Given task → Copy each of the rows below word for word, with no changes.

═══ Excerpted records ═══

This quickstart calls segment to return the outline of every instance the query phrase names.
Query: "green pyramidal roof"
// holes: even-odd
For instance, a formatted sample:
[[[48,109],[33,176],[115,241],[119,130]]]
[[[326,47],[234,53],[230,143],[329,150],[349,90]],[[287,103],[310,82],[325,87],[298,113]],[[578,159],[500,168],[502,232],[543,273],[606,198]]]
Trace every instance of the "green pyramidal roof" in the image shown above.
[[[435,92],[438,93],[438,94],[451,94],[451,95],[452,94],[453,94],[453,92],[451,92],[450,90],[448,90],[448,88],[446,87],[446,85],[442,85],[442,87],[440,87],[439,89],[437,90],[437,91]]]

═══

Solution →
This quickstart calls segment to return the outline of every instance the query phrase names.
Query: "green pyramidal roof"
// holes: even-odd
For instance, a formatted sample:
[[[48,109],[33,176],[115,241],[119,130]]]
[[[326,47],[234,53],[230,143],[329,150],[349,90]],[[287,103],[310,82],[325,87],[298,113]],[[578,159],[500,168],[502,232],[543,273],[606,198]]]
Trace every instance of the "green pyramidal roof" in the image shown above.
[[[435,92],[438,93],[438,94],[451,94],[451,95],[452,94],[453,94],[453,92],[451,92],[450,90],[448,90],[448,88],[446,87],[446,85],[442,85],[442,87],[440,87],[439,89],[437,90],[437,91]]]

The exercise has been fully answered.